> [What the exercise asks]: Put the lines below into a numbered list, taking everything from the line containing "of the off-road" down to the line containing "point(424, 414)", both included. Leave out any blank lines.

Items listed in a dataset
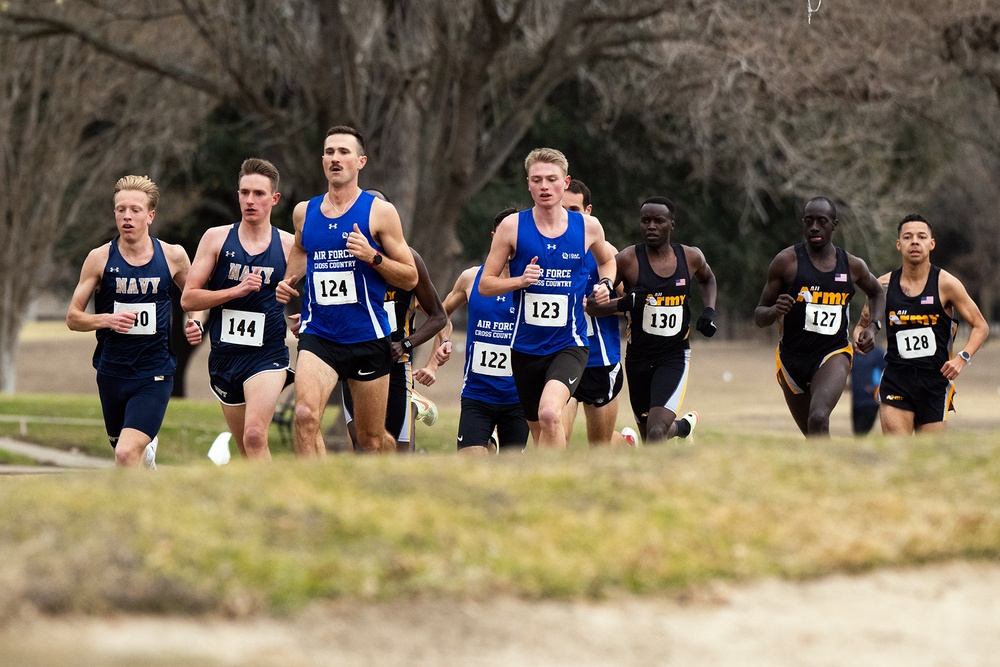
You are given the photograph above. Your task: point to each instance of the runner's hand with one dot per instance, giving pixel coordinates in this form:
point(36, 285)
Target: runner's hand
point(706, 323)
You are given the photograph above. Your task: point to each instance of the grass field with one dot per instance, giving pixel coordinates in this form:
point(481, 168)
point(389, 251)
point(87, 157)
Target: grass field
point(750, 498)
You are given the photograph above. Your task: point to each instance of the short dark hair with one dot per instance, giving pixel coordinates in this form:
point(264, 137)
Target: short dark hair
point(347, 129)
point(913, 217)
point(827, 201)
point(662, 201)
point(576, 186)
point(498, 218)
point(256, 165)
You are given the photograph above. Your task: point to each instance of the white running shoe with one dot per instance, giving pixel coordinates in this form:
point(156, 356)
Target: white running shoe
point(692, 419)
point(149, 460)
point(426, 409)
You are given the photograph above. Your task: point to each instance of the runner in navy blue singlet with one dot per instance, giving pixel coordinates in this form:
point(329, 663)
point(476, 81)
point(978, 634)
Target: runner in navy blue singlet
point(130, 279)
point(234, 275)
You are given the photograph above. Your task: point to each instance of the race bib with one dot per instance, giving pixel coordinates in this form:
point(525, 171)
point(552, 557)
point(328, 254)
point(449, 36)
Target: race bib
point(334, 288)
point(145, 321)
point(390, 310)
point(241, 327)
point(823, 318)
point(490, 359)
point(545, 310)
point(916, 343)
point(662, 320)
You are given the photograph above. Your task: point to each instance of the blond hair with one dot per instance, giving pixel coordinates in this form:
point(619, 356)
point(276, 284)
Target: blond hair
point(141, 184)
point(548, 155)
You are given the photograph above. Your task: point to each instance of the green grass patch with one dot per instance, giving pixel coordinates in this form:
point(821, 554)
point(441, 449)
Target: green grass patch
point(666, 520)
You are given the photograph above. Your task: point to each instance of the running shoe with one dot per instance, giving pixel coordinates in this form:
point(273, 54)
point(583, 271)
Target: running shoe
point(692, 419)
point(149, 460)
point(426, 409)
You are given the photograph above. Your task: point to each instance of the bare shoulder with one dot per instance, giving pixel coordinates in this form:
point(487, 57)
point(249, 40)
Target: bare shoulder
point(174, 251)
point(287, 240)
point(949, 284)
point(96, 260)
point(299, 214)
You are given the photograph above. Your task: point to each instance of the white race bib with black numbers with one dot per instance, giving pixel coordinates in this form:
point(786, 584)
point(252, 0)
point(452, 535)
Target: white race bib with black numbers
point(335, 288)
point(916, 343)
point(823, 318)
point(241, 327)
point(490, 359)
point(662, 320)
point(546, 310)
point(145, 321)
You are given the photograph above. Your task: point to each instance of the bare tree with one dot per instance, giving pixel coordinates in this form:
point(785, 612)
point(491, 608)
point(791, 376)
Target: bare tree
point(444, 88)
point(69, 119)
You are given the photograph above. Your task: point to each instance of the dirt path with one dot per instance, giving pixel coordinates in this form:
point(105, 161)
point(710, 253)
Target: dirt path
point(933, 616)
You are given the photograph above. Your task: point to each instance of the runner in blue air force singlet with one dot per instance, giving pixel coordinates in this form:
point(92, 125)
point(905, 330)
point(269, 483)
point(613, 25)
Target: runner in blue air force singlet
point(145, 350)
point(550, 314)
point(343, 299)
point(487, 376)
point(603, 333)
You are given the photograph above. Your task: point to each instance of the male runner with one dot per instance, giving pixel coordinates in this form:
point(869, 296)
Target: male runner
point(489, 396)
point(401, 306)
point(603, 377)
point(235, 272)
point(921, 303)
point(808, 292)
point(656, 276)
point(130, 280)
point(546, 245)
point(350, 245)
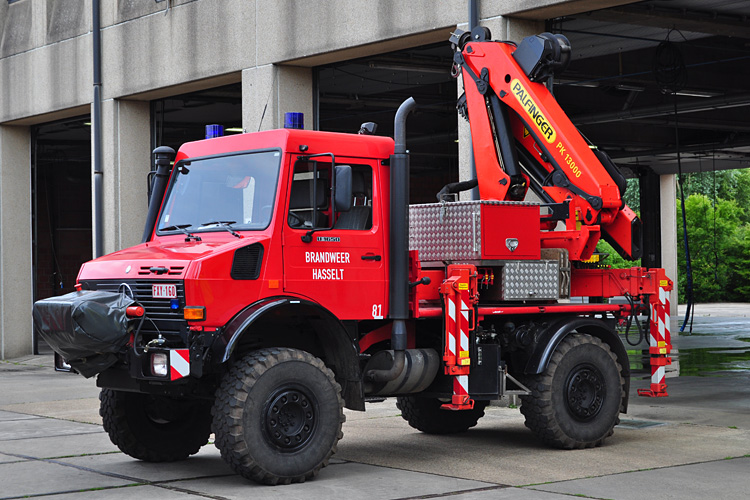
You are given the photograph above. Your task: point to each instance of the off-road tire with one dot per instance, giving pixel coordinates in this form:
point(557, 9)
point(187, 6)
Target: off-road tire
point(576, 401)
point(277, 416)
point(155, 428)
point(424, 414)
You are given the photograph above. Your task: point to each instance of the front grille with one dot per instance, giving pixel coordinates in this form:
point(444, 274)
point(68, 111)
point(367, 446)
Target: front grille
point(161, 318)
point(247, 261)
point(171, 271)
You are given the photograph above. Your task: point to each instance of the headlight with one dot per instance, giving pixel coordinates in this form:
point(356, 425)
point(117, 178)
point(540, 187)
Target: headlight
point(159, 364)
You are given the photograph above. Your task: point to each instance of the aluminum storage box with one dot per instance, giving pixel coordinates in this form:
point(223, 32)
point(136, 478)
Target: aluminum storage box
point(468, 231)
point(538, 280)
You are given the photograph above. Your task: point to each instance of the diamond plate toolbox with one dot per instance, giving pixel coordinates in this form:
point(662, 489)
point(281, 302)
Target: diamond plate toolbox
point(446, 231)
point(474, 230)
point(530, 280)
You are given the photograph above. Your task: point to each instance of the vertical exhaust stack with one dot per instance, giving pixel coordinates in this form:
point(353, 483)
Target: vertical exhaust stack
point(163, 156)
point(399, 250)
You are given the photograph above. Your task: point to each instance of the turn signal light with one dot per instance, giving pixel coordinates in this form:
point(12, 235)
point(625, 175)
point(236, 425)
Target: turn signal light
point(194, 313)
point(135, 311)
point(159, 364)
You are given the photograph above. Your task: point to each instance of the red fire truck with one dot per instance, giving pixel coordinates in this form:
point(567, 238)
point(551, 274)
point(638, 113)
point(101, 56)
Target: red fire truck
point(283, 276)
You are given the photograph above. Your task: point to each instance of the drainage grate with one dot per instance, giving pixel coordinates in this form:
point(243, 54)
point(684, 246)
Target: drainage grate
point(638, 424)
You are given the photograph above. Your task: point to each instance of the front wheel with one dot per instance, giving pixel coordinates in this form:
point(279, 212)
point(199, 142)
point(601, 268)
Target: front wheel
point(425, 414)
point(575, 402)
point(278, 415)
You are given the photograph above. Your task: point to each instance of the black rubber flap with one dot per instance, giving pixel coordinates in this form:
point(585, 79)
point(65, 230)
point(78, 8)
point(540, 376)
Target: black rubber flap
point(86, 328)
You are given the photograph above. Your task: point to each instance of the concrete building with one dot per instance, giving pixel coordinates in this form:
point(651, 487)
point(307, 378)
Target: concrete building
point(268, 56)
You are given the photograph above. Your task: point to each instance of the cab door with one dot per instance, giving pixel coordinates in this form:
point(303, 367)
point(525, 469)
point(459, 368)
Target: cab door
point(335, 259)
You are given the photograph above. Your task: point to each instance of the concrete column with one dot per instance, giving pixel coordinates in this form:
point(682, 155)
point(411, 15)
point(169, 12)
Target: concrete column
point(126, 158)
point(16, 277)
point(270, 91)
point(668, 195)
point(502, 28)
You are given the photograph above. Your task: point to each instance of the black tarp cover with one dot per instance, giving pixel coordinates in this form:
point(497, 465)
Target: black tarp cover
point(86, 328)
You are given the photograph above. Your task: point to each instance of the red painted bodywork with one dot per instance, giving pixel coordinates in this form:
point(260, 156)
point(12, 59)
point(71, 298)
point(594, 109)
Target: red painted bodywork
point(541, 127)
point(207, 264)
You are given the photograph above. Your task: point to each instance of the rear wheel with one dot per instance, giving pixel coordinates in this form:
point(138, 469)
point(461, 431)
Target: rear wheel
point(278, 416)
point(425, 414)
point(155, 428)
point(576, 402)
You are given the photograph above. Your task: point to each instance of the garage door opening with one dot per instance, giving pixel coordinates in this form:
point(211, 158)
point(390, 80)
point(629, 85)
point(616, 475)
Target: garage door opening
point(372, 88)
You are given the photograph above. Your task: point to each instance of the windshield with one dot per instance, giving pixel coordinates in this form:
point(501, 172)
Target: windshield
point(239, 189)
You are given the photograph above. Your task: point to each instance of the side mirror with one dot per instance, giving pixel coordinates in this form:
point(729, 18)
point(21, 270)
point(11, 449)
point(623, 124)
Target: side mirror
point(342, 195)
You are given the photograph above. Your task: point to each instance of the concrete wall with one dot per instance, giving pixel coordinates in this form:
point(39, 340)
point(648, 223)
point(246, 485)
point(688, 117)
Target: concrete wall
point(126, 149)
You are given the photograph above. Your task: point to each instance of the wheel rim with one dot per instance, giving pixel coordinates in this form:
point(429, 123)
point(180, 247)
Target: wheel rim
point(585, 392)
point(290, 418)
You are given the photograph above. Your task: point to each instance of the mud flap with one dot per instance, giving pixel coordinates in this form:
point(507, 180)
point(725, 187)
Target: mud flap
point(85, 328)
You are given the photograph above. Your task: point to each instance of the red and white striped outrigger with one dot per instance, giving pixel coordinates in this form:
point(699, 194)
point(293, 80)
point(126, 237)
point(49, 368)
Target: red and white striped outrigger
point(660, 343)
point(459, 296)
point(459, 293)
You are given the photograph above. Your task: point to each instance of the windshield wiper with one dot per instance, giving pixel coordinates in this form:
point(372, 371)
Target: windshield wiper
point(225, 224)
point(181, 228)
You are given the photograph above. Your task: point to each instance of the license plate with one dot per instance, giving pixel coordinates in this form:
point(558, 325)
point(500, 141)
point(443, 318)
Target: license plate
point(164, 291)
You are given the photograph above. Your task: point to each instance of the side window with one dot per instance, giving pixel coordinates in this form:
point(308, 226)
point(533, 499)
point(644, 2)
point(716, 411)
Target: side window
point(309, 199)
point(359, 217)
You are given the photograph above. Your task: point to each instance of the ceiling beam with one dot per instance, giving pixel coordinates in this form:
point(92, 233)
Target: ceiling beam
point(709, 22)
point(702, 104)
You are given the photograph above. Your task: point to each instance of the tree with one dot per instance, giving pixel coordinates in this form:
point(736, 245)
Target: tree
point(719, 249)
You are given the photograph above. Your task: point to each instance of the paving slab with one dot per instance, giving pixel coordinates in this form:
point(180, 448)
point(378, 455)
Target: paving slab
point(725, 479)
point(6, 416)
point(509, 493)
point(41, 478)
point(22, 383)
point(6, 459)
point(42, 427)
point(84, 410)
point(717, 401)
point(60, 446)
point(160, 492)
point(501, 450)
point(206, 463)
point(341, 481)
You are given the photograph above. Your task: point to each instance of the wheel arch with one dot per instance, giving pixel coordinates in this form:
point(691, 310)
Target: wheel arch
point(299, 324)
point(551, 337)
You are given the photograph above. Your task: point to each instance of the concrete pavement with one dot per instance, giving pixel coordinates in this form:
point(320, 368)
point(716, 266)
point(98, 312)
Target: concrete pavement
point(692, 445)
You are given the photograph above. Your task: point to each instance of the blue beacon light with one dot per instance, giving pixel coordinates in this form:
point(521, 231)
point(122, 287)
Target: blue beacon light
point(214, 131)
point(294, 120)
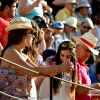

> [Finished answer]:
1. You are given the photograph above. Your task: point to each instance of the off-road tire with one dot per instance, giving pixel coordinates in this form:
2. point(557, 9)
3. point(187, 6)
4. Target: off-road tire
5. point(576, 401)
6. point(277, 416)
7. point(155, 428)
8. point(424, 414)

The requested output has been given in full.